→ **Do this**
Could you copy out, unchanged, the lines in the records below from the line with "Reviewer note: confirm that each instance of the cardboard" to the line with "645), (460, 617)]", including both of those lines?

[begin Extracted information]

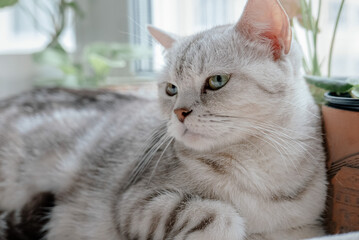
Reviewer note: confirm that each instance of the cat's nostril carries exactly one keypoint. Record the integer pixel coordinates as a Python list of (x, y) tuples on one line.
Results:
[(182, 113)]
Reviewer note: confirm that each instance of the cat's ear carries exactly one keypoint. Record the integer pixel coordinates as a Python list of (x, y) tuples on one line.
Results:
[(165, 39), (266, 19)]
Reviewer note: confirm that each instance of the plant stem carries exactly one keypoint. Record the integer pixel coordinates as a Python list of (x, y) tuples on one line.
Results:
[(333, 37), (315, 30)]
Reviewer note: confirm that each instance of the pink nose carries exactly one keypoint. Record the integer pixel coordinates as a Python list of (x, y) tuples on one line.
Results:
[(182, 113)]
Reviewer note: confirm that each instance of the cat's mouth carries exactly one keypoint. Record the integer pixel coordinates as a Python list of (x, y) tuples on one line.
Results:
[(191, 133)]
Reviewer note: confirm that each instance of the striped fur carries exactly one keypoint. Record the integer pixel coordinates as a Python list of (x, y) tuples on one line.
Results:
[(247, 163)]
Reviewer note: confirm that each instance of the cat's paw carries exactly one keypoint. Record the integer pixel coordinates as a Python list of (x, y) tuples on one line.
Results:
[(211, 220), (172, 215)]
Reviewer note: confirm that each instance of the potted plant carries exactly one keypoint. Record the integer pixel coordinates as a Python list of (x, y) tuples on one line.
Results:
[(339, 99)]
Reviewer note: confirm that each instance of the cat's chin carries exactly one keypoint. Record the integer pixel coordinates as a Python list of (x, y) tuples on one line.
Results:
[(196, 141)]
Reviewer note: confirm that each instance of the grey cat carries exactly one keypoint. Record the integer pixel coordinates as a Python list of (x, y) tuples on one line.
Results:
[(231, 150)]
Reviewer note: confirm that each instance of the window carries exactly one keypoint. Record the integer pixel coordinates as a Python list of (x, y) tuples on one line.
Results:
[(178, 16), (22, 32), (186, 17)]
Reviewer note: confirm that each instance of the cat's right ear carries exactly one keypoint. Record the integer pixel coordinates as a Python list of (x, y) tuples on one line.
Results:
[(165, 39)]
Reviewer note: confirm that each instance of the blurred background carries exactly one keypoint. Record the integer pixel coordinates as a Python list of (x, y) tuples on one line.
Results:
[(104, 43)]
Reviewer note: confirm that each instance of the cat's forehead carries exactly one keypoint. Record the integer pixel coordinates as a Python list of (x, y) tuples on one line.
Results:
[(199, 54)]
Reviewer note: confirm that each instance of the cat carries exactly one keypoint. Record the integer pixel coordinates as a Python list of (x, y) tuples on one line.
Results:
[(231, 150)]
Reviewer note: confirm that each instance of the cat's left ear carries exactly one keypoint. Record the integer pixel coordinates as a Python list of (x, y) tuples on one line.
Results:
[(266, 19), (165, 39)]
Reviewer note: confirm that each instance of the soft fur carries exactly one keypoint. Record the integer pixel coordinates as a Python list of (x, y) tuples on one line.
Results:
[(247, 163)]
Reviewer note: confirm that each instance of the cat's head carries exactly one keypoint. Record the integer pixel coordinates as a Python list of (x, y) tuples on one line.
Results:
[(219, 84)]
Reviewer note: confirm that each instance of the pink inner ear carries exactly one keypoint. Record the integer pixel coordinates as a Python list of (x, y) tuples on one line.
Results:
[(276, 46), (267, 19)]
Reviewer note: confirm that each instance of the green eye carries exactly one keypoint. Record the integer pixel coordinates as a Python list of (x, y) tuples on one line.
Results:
[(218, 81), (171, 89)]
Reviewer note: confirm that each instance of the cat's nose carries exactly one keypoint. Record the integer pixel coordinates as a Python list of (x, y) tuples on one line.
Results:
[(182, 113)]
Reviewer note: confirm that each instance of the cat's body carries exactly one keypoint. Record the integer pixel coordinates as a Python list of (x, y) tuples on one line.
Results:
[(241, 162)]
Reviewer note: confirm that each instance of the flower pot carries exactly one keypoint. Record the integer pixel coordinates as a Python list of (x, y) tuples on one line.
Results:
[(341, 126)]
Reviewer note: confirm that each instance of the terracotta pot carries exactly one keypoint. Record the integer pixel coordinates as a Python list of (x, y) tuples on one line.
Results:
[(342, 139)]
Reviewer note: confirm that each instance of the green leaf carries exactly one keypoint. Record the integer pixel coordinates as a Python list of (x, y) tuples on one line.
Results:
[(76, 7), (353, 81), (7, 3), (355, 92), (338, 85)]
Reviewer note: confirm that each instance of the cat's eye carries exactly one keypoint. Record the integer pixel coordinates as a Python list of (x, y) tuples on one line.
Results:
[(218, 81), (171, 89)]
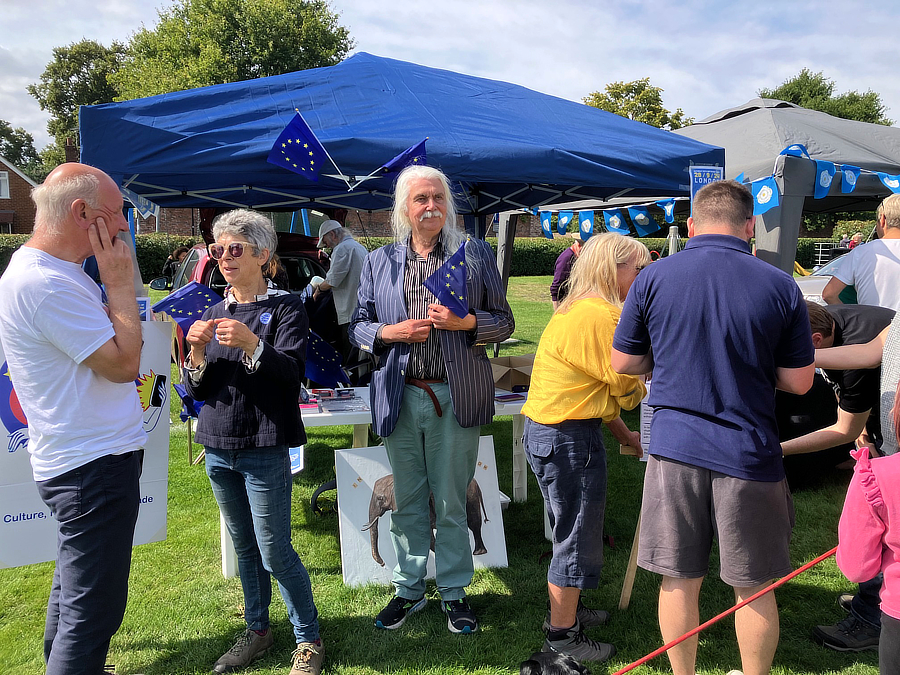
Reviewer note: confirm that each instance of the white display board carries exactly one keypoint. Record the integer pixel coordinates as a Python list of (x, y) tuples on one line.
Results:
[(27, 529), (359, 469)]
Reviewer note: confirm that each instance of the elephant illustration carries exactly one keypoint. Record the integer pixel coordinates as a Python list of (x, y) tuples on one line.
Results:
[(383, 500)]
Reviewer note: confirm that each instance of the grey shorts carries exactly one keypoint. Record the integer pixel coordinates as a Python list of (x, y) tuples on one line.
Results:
[(685, 507)]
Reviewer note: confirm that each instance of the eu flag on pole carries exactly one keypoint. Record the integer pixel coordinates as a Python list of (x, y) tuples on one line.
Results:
[(644, 223), (586, 224), (824, 176), (187, 304), (668, 207), (297, 149), (765, 195), (795, 150), (323, 363), (412, 155), (546, 225), (448, 283), (849, 178), (615, 222), (892, 183)]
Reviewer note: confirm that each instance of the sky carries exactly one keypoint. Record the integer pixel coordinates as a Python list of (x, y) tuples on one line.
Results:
[(706, 55)]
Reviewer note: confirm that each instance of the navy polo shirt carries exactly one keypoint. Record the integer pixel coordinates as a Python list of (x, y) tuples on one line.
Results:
[(719, 322)]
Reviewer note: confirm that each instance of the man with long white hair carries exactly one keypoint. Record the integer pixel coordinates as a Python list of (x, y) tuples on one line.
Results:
[(433, 388), (73, 362)]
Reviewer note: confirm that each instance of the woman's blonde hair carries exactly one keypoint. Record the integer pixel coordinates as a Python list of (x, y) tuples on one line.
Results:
[(594, 273)]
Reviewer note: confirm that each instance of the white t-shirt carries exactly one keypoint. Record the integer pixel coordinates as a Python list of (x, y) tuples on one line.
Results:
[(874, 269), (51, 319)]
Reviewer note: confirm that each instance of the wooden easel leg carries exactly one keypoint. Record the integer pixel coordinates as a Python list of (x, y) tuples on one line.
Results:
[(630, 570)]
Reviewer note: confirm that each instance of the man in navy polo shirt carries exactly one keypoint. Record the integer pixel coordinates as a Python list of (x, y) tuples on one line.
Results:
[(721, 330)]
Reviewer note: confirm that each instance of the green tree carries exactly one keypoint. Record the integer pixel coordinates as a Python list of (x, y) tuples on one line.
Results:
[(17, 145), (638, 100), (77, 75), (203, 42), (816, 92)]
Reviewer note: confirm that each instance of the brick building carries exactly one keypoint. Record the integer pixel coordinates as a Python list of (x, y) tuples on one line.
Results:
[(16, 207)]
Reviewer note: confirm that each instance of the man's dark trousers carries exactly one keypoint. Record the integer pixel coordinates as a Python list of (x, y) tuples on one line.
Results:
[(96, 507)]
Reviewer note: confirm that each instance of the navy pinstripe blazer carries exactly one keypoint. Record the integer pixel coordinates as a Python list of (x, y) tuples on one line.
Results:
[(381, 301)]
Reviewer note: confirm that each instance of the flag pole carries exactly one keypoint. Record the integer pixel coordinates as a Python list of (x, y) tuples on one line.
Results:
[(328, 155)]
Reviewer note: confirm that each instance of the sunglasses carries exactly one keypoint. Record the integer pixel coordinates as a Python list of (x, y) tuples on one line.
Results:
[(235, 250)]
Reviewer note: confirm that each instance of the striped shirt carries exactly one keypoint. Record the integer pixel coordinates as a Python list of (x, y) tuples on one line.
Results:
[(426, 360)]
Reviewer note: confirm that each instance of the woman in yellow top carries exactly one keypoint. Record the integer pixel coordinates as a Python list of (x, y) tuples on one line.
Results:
[(573, 392)]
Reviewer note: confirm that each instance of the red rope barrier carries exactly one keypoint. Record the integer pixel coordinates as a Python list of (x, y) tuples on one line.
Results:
[(666, 647)]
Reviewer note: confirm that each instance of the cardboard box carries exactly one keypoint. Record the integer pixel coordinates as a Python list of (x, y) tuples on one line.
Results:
[(512, 371)]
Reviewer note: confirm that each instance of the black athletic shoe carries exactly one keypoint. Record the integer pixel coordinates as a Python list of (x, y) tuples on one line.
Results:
[(460, 617), (849, 635), (397, 610)]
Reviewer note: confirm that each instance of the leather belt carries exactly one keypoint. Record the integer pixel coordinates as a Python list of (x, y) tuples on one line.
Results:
[(424, 386)]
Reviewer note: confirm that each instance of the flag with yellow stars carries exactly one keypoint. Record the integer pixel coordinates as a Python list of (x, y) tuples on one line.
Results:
[(323, 363), (186, 305), (448, 283), (414, 155), (297, 149)]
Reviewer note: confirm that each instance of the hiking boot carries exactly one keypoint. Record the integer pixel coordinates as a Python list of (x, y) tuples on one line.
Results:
[(397, 610), (849, 635), (587, 617), (307, 658), (845, 601), (248, 647), (578, 645), (460, 617)]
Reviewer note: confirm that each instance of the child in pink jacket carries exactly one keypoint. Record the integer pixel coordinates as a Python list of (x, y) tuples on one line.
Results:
[(869, 538)]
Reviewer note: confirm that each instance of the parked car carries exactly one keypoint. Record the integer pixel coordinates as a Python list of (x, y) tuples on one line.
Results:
[(813, 285)]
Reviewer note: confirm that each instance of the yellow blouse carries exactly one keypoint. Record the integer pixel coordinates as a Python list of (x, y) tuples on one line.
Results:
[(572, 378)]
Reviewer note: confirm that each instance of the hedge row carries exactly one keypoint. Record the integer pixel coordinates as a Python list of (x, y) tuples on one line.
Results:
[(531, 257)]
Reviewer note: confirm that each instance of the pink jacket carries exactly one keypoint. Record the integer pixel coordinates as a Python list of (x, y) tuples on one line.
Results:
[(869, 531)]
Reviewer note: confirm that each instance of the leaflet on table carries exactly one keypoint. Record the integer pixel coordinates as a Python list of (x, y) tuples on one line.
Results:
[(349, 404)]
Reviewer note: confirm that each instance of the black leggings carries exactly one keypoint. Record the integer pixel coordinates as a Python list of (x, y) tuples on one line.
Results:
[(889, 646)]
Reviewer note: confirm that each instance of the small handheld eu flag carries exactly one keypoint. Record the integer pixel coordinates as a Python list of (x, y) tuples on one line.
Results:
[(448, 283)]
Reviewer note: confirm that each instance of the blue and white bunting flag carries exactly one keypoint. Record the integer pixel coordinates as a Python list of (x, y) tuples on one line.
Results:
[(892, 183), (668, 207), (297, 149), (849, 178), (412, 155), (546, 225), (448, 283), (585, 224), (824, 176), (615, 222), (765, 195), (323, 363), (563, 218), (187, 304), (643, 222), (795, 150)]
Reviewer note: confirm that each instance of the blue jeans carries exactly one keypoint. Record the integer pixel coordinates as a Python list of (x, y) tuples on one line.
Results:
[(431, 454), (96, 508), (569, 461), (253, 490)]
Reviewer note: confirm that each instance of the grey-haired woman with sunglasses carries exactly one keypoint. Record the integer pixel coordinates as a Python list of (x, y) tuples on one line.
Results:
[(247, 356)]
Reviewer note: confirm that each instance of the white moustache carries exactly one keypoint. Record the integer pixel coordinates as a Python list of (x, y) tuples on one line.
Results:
[(430, 214)]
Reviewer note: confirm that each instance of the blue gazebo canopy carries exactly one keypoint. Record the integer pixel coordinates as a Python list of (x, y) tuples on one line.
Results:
[(506, 146)]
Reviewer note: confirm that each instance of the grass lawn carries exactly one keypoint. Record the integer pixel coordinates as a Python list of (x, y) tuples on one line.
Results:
[(182, 614)]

[end Extracted information]

→ **Right answer**
Reviewer note: confirm that each instance of the cardboard box carries exactly one keypoint. Record the integer pixel coordinates as a Python list of (x, y) tuples on one line.
Results:
[(512, 371)]
Reviewer note: confirm that each instance of the black athletic shoe carries exactly one keypoint. Record the integer pixel coordinates as a Python list of (x, y) tuples on one line.
Results:
[(460, 617), (849, 635), (397, 610)]
Reviewer note: confirm that each instance of the leather belt carries exactly one keypoint. Record the integer pixel coordinates as a Python list of (x, y) tuples on one line.
Results:
[(424, 386)]
Reviewer note: confirm that each instance of the flag with yellow stars carries exactly one keypoint. Record the integer pixel coordinates as a Python list of (x, y) tuples on one line.
Results:
[(323, 363), (186, 305), (448, 283), (414, 155), (297, 149)]
Reviewer note: confirm that each instance of the hiking boot carries exactly one keypoint. Record the integer pixel coordinates as a Python list of (x, y) tuples on one line.
Results:
[(397, 610), (849, 635), (587, 617), (307, 658), (845, 601), (248, 647), (578, 645), (460, 617)]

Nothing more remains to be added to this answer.